#### Görevler ve alıştırmalar
[1] Karar metninin "TEMYİZ EDEN (DAVACI)" ifadesiyle başlayıp "incelenerek bozulması istenilmektedir." ifadesiyle biten kısmını, "VEKİLİ" yerine "TEMSİLCİSİ" koyarak güncellenmiş hâliyle yeniden yazın.
[2] Karar metnine göre davacı, idareden ne kadar manevi tazminat ödenmesini istemiştir?

#### Verilen metin
* * * * * * *
Danıştay Kararı 10. Daire 2019/11175 E. 2022/6337 K. 21.12.2022 T.

Danıştay 10. Daire Başkanlığı         2019/11175 E.  ,  2022/6337 K.
T.C.
D A N I Ş T A Y
ONUNCU DAİRE
Esas No : 2019/11175
Karar No : 2022/6337

TEMYİZ EDEN (DAVACI) : …
VEKİLİ : Av. …

TEMYİZ EDEN (DAVALI) : … Bakanlığı / ANKARA
VEKİLİ : 1 . Hukuk Müş. Yrd. V. …

İSTEMLERİN_KONUSU : … İdare Mahkemesinin … tarih ve E:…, K:… sayılı kararının, taraflarca aleyhlerine olan kısımlarının temyizen incelenerek bozulması istenilmektedir.

YARGILAMA SÜRECİ :
Dava konusu istem: Davacı tarafından, Hakkâri ili, Çukurca ilçesi, … köyünde ikamet etmekte iken yaşanan terör olayları nedeniyle 1995 yılında köyünü terk etmek zorunda kaldığından bahisle uğranıldığı iddia edilen manevi zararların karşılanması istemiyle yapılan başvurunun reddine ilişkin İçişleri Bakanlığı İller İdaresi Genel Müdürlüğünün … tarih ve … sayılı işleminin iptali ile 40.000,00 TL manevi tazminatın idareye başvuru tarihinden itibaren işleyecek yasal faiziyle birlikte ödenmesine karar verilmesi istenilmiştir.
* * * * * * *
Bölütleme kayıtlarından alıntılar

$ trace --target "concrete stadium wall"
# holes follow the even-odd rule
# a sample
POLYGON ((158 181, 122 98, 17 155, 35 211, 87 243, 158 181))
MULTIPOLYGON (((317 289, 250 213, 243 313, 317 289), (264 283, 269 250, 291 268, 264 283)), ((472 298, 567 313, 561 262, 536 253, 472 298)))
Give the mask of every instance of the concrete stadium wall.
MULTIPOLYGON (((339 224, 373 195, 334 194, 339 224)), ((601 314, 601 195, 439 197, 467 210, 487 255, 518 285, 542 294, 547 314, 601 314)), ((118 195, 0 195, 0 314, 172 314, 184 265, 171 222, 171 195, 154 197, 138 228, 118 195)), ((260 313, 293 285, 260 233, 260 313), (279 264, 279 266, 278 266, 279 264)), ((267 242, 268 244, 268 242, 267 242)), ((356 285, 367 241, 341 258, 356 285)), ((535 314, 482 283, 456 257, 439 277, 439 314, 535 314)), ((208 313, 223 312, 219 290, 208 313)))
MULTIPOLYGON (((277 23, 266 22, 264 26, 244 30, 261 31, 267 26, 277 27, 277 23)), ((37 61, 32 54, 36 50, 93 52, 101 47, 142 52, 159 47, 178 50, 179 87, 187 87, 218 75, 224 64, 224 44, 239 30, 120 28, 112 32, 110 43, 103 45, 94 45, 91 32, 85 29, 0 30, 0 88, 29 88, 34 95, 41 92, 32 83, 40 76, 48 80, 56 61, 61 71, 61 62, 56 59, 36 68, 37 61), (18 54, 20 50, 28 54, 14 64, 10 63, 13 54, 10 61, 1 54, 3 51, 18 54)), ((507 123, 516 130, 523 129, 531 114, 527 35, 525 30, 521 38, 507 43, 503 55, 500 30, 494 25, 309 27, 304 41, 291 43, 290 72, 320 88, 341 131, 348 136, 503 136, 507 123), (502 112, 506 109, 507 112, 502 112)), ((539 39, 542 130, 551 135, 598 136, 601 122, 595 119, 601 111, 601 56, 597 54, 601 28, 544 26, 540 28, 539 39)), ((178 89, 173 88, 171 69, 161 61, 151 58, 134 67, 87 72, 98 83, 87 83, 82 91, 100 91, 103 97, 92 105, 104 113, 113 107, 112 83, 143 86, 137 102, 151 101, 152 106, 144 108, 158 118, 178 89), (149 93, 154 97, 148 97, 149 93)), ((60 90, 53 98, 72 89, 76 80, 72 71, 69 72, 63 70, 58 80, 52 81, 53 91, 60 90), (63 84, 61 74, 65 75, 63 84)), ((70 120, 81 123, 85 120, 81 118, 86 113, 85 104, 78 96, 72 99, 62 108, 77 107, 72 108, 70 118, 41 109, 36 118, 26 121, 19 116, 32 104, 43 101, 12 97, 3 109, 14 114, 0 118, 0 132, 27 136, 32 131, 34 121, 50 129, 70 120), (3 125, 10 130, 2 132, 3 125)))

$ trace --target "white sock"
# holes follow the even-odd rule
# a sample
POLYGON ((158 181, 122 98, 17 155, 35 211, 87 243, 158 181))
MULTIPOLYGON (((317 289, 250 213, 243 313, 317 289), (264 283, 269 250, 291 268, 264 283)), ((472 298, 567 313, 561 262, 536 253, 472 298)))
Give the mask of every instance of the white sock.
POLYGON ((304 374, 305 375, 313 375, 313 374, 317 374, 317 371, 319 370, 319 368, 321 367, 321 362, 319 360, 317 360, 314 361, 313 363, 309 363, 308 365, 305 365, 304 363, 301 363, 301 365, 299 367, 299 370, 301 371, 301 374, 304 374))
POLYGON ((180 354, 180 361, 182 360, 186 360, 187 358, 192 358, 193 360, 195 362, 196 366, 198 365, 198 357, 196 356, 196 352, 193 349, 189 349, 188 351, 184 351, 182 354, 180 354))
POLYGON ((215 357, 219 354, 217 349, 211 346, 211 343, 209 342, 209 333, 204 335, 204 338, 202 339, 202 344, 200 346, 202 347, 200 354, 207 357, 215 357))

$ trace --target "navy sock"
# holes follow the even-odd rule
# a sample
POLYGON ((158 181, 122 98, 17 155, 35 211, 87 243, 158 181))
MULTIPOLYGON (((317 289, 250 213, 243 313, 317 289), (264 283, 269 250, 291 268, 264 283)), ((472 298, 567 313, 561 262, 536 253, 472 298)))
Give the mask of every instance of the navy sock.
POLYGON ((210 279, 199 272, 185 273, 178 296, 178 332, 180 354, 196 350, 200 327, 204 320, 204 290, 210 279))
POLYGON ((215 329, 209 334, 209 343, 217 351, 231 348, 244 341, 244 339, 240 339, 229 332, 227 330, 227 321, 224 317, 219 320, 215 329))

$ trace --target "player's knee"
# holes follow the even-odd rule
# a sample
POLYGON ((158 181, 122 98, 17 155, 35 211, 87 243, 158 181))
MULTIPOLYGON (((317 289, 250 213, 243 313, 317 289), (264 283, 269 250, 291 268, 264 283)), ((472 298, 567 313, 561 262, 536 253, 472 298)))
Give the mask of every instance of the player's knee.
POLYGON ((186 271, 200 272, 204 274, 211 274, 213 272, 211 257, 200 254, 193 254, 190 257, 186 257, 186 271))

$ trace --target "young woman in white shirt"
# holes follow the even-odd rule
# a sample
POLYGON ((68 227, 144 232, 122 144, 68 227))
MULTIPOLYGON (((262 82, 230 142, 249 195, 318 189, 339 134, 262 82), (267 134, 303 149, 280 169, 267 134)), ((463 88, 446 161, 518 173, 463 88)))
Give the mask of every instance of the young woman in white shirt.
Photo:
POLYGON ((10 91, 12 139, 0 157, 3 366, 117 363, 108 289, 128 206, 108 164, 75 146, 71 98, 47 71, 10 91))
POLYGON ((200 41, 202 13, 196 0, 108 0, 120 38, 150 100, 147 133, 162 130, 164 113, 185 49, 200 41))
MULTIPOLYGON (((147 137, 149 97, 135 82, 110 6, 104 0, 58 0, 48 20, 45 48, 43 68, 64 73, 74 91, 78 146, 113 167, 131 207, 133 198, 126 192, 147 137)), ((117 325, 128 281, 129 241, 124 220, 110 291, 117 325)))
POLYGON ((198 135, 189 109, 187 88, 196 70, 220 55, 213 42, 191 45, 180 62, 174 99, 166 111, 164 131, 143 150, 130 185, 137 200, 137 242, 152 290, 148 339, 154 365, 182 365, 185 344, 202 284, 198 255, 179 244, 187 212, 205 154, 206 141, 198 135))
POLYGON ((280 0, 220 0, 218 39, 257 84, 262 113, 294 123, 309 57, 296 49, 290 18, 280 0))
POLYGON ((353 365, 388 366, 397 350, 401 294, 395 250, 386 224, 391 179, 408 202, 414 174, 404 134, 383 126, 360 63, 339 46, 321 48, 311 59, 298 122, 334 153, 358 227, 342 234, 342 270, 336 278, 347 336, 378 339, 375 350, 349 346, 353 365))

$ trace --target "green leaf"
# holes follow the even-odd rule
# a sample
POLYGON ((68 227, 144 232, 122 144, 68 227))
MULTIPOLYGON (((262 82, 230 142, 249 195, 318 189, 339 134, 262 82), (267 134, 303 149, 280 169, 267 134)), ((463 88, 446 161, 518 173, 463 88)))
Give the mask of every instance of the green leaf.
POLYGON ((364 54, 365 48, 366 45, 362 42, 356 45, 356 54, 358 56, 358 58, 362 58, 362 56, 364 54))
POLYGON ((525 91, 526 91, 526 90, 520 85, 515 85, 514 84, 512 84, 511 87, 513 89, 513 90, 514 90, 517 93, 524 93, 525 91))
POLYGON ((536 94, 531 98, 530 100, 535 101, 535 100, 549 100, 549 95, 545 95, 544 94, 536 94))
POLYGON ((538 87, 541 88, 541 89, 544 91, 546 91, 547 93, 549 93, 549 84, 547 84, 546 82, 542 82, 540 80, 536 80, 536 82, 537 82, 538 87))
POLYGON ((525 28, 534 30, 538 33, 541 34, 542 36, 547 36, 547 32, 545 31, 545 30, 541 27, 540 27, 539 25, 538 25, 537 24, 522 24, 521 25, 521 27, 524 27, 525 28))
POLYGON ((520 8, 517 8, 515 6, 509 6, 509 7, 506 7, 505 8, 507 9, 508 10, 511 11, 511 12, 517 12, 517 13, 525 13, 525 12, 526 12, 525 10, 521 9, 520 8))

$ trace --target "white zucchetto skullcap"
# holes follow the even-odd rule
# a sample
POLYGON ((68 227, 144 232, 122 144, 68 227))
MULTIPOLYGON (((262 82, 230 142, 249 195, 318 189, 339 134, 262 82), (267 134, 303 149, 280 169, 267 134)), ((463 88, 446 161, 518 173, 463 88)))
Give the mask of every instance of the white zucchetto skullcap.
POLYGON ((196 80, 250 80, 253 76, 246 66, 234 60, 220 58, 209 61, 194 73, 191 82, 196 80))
* * * * * * *
#### Görevlerin yanıtları
[1]
TEMYİZ EDEN (DAVACI) : …
TEMSİLCİSİ : Av. …

TEMYİZ EDEN (DAVALI) : … Bakanlığı / ANKARA
TEMSİLCİSİ : 1 . Hukuk Müş. Yrd. V. …

İSTEMLERİN_KONUSU : … İdare Mahkemesinin … tarih ve E:…, K:… sayılı kararının, taraflarca aleyhlerine olan kısımlarının temyizen incelenerek bozulması istenilmektedir.

[2] 40.000,00 TL